(INPUT DATA)
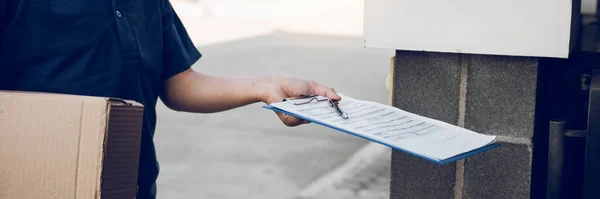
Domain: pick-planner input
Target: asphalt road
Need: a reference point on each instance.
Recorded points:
(247, 152)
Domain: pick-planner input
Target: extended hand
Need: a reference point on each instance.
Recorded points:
(277, 89)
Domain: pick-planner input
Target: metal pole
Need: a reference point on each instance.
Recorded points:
(554, 189)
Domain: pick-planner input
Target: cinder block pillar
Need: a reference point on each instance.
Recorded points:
(485, 93)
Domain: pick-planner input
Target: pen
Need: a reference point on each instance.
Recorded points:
(338, 109)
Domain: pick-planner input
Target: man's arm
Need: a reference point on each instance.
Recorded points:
(191, 91)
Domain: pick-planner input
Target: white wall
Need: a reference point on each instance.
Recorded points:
(501, 27)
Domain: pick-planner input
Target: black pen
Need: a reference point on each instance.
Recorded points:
(338, 109)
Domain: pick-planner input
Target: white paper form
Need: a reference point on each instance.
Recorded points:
(386, 124)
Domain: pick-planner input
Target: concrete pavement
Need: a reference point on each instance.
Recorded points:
(247, 152)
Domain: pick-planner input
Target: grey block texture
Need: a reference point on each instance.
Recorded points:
(501, 93)
(417, 178)
(425, 84)
(501, 173)
(500, 100)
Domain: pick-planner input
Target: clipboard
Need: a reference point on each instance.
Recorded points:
(306, 99)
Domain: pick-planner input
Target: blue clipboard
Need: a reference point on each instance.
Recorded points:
(441, 162)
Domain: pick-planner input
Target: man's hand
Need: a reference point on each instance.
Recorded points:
(276, 89)
(191, 91)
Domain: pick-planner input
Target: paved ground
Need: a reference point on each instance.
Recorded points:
(247, 152)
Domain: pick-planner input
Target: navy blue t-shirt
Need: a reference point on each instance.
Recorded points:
(111, 48)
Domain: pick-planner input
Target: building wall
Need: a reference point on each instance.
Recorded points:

(GIVEN REQUEST) Locate each line in the records that contains the string "clipboard", and copy those lines out.

(EXERCISE RESPONSE)
Target: clipboard
Target: blue clipboard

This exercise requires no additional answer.